#### [Information]
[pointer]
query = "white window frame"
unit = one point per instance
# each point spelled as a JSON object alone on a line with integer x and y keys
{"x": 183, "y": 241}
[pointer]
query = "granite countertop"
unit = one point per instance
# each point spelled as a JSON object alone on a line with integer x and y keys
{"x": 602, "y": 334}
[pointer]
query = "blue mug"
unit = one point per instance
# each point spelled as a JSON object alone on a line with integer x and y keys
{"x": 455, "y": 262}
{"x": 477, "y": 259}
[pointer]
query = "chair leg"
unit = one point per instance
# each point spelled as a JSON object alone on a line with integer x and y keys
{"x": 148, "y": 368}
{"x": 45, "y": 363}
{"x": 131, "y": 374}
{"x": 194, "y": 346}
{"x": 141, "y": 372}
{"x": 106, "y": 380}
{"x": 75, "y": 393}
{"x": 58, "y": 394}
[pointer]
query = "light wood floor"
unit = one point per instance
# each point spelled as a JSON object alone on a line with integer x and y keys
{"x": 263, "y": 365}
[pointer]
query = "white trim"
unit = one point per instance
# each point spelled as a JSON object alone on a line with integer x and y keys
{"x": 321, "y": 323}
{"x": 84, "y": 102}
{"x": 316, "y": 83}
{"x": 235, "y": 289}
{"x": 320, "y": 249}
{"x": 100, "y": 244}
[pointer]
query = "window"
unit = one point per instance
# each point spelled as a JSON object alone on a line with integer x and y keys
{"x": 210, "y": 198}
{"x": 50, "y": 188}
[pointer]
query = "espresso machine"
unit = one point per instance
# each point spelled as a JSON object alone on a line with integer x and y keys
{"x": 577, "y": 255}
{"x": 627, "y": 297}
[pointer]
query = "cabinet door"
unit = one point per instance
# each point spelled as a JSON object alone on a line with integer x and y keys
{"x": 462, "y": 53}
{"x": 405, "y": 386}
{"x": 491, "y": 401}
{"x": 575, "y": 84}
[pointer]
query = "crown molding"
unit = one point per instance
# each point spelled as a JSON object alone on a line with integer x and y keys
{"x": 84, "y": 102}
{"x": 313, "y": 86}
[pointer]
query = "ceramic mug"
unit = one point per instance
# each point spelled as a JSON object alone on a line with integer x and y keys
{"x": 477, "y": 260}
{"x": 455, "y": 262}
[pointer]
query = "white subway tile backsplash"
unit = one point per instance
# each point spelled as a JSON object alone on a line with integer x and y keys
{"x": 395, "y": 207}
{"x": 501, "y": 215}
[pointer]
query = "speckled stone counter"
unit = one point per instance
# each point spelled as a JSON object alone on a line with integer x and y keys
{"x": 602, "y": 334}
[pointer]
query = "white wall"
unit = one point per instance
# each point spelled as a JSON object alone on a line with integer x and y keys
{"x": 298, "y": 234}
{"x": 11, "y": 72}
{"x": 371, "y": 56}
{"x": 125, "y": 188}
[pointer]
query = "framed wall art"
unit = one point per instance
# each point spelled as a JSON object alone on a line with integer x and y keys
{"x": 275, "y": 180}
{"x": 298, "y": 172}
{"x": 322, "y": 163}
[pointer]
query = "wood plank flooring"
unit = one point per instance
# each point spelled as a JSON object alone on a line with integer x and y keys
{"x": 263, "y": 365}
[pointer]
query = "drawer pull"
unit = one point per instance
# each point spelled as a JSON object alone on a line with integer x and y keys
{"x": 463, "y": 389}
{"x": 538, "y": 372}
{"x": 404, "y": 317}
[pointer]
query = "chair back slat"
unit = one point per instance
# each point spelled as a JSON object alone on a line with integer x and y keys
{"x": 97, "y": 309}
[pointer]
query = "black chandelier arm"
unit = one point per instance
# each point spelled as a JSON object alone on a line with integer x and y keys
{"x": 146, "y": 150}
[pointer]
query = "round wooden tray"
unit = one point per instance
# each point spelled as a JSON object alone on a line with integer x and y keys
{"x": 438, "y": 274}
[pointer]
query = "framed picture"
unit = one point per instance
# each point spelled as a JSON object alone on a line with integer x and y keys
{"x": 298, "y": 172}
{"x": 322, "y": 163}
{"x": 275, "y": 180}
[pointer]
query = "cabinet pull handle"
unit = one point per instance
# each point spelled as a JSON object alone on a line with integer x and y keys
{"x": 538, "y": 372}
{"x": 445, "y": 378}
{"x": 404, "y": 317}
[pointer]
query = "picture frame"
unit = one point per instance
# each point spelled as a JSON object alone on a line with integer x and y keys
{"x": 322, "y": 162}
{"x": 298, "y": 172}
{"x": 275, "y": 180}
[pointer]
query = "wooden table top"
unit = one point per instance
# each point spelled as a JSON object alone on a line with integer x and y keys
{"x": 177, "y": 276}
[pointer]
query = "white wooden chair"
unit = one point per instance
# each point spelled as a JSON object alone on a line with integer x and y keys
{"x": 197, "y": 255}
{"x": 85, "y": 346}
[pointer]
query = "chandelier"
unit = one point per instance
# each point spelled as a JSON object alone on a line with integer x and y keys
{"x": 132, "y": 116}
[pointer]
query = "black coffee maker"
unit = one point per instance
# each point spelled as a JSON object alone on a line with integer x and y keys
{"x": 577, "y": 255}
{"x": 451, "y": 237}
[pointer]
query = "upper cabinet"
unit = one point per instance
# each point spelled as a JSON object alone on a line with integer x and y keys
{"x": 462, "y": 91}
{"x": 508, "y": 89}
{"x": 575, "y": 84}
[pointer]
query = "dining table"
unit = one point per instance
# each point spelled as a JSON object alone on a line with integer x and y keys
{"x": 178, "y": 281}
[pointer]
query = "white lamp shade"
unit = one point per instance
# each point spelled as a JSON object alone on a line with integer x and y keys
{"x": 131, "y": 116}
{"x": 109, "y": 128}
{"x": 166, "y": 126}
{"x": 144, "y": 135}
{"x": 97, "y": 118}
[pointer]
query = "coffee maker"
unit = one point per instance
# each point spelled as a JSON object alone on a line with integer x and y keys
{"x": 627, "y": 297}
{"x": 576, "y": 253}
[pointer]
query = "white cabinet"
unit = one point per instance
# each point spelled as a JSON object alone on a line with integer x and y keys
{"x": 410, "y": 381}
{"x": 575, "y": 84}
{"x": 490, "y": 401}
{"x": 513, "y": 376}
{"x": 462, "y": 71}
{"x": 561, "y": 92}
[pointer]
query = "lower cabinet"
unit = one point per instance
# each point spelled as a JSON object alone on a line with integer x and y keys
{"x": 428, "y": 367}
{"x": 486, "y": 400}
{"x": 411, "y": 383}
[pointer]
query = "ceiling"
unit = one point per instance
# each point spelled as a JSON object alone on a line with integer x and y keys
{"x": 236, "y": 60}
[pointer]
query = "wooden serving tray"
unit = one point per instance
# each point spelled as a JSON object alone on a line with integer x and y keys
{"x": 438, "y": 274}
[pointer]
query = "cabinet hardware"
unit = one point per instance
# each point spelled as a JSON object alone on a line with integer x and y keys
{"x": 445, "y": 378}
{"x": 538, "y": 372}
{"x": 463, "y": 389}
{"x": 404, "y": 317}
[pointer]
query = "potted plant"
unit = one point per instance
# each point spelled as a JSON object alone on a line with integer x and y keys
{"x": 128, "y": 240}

#### [What you are asked to do]
Some lines in the records may hold "tray"; state how many do, and give no more than that number.

#### [Task response]
2